**WHAT THE TASK REQUIRES**
In the entries below, find the line with "422L416 414L266 427L270" and the line with "positive clicks: (321, 203) (336, 197)". Return those two lines and all lines between them, exactly.

**MATERIAL FOR THE TASK**

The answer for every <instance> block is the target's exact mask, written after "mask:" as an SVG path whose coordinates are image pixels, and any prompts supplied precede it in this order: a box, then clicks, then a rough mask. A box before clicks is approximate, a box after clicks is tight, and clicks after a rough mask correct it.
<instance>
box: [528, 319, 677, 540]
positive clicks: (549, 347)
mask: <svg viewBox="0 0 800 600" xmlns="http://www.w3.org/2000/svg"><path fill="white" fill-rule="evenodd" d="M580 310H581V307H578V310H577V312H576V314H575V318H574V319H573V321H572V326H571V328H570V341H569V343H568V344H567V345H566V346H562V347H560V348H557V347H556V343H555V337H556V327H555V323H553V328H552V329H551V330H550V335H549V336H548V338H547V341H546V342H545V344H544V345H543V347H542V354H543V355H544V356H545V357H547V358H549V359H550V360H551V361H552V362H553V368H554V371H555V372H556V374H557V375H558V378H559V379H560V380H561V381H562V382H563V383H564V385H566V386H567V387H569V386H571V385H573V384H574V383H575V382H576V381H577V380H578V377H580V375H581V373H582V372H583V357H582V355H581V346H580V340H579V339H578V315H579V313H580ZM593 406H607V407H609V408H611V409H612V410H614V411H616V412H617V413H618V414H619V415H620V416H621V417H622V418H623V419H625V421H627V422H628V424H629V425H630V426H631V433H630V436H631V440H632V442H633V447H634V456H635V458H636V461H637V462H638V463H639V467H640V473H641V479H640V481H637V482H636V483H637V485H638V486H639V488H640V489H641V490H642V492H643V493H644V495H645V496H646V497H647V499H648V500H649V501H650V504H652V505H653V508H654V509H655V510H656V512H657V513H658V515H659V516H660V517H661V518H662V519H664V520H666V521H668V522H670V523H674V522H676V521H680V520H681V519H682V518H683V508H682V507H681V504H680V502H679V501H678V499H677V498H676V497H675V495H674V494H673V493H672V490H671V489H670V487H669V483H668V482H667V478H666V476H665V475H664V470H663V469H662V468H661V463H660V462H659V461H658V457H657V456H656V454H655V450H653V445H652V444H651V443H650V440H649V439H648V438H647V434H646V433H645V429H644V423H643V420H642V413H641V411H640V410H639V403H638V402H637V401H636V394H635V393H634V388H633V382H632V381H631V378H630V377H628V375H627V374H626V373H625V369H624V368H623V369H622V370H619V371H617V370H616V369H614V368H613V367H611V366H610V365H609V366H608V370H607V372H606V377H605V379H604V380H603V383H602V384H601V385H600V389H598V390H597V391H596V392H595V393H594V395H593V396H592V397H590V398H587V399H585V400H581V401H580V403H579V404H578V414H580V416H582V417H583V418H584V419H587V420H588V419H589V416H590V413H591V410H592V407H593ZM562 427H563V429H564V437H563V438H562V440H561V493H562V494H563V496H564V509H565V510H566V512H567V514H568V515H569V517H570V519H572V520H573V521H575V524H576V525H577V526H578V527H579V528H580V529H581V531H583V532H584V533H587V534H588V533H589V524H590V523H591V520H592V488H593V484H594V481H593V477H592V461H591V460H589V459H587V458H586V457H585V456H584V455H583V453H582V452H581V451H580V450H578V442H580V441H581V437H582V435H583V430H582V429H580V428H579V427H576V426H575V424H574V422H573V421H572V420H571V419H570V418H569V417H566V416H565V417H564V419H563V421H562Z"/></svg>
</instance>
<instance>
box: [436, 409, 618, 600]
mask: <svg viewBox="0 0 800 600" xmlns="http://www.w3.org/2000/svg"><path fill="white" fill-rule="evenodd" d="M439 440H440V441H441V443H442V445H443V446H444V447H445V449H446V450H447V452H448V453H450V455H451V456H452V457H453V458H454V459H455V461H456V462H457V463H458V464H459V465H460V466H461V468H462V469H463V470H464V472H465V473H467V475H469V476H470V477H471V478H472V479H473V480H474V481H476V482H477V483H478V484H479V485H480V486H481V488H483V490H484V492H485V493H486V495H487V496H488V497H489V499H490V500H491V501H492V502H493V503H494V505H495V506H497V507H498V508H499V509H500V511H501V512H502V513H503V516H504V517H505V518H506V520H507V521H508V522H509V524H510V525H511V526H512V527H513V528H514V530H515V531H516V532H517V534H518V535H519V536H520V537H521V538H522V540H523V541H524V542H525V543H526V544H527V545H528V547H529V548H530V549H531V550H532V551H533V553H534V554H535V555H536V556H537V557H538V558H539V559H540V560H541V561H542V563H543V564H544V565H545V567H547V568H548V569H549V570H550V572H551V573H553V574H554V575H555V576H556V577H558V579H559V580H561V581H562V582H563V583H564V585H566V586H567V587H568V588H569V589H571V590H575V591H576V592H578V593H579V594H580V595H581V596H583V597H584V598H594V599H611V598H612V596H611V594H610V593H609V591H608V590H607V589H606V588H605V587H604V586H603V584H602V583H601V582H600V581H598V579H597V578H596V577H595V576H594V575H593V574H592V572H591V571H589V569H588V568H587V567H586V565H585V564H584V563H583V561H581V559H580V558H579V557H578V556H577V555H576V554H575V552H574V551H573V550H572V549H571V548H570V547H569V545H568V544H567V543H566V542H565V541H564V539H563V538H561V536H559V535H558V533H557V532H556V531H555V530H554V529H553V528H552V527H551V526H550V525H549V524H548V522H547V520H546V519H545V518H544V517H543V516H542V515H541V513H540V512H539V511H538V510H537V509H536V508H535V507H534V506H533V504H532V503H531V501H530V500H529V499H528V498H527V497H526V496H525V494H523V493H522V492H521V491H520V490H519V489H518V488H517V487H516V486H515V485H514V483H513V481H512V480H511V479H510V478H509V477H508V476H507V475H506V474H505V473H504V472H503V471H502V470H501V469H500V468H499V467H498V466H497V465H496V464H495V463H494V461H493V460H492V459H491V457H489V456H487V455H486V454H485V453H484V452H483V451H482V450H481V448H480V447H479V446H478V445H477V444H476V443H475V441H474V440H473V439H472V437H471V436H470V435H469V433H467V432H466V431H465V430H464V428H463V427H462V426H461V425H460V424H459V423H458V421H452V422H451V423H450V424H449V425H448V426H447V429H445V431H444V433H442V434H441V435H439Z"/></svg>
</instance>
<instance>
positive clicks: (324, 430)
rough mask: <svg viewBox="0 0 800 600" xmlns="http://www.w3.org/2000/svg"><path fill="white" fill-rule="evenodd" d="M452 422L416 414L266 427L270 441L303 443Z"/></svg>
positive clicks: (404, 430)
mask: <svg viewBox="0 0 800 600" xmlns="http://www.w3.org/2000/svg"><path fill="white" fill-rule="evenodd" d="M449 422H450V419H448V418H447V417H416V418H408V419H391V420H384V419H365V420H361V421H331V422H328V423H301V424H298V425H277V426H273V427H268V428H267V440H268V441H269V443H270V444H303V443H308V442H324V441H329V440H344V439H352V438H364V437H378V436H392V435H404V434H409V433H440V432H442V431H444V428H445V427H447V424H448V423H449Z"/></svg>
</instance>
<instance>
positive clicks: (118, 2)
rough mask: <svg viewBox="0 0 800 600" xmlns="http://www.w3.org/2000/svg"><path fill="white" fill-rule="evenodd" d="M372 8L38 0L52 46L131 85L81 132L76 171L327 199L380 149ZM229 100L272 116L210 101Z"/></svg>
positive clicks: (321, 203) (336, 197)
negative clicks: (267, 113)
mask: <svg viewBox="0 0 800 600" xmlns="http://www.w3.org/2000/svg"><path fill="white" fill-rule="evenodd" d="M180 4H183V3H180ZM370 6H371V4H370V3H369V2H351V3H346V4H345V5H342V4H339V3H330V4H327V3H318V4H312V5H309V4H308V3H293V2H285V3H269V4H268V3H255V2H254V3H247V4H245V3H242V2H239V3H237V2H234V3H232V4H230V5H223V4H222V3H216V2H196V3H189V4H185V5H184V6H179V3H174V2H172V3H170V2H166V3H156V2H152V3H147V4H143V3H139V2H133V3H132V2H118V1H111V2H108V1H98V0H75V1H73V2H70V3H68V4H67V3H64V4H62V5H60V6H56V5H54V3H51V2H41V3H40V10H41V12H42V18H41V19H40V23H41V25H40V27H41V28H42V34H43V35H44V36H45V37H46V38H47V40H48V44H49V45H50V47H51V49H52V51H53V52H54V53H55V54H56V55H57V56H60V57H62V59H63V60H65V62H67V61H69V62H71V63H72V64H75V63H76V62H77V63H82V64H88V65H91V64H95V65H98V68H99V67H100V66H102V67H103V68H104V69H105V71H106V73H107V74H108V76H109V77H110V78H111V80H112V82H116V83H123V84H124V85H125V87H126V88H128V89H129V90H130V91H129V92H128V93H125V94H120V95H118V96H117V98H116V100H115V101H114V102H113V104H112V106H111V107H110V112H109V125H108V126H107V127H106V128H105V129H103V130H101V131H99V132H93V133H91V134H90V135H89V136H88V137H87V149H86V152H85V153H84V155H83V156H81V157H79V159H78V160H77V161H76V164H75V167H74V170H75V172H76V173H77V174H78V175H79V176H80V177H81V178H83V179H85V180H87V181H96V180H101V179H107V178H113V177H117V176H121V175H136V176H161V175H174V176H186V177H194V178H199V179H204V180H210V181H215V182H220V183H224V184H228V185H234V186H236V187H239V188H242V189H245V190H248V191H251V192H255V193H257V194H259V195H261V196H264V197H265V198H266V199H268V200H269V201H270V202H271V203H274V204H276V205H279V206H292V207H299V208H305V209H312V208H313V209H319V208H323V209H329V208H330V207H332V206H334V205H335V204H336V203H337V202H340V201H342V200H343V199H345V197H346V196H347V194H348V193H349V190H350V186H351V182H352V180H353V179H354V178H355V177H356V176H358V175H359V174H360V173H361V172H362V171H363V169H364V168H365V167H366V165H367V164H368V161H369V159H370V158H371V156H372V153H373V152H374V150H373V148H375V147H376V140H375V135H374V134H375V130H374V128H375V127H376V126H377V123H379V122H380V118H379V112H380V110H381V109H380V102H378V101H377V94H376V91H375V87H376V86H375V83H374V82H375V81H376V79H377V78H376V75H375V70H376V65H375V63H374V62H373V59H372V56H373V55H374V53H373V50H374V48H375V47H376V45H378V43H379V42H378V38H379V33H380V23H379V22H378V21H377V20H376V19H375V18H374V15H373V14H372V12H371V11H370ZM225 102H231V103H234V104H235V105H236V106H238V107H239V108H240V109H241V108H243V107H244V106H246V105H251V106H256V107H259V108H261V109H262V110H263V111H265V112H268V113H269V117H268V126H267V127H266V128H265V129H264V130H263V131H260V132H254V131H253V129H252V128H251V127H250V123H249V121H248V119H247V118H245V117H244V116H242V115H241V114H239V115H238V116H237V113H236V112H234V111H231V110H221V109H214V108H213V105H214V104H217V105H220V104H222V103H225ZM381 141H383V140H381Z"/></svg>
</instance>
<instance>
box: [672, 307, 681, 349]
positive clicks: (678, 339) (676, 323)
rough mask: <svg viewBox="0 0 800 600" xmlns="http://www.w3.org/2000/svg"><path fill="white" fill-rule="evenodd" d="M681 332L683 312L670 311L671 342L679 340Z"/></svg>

**ANSWER SPACE**
rough mask: <svg viewBox="0 0 800 600" xmlns="http://www.w3.org/2000/svg"><path fill="white" fill-rule="evenodd" d="M452 422L416 414L266 427L270 441L303 443Z"/></svg>
positive clicks: (404, 430)
mask: <svg viewBox="0 0 800 600" xmlns="http://www.w3.org/2000/svg"><path fill="white" fill-rule="evenodd" d="M449 422H450V419H448V418H447V417H416V418H408V419H391V420H384V419H365V420H361V421H331V422H328V423H301V424H298V425H277V426H273V427H268V428H267V440H268V441H269V443H270V444H303V443H308V442H324V441H329V440H344V439H352V438H364V437H378V436H392V435H404V434H409V433H440V432H442V431H444V428H445V427H447V424H448V423H449Z"/></svg>
</instance>
<instance>
positive clicks: (118, 2)
rough mask: <svg viewBox="0 0 800 600" xmlns="http://www.w3.org/2000/svg"><path fill="white" fill-rule="evenodd" d="M372 8L38 0L52 46L131 85L81 132L76 171L327 199L380 149ZM229 100L272 116L210 101Z"/></svg>
positive clicks: (321, 203) (336, 197)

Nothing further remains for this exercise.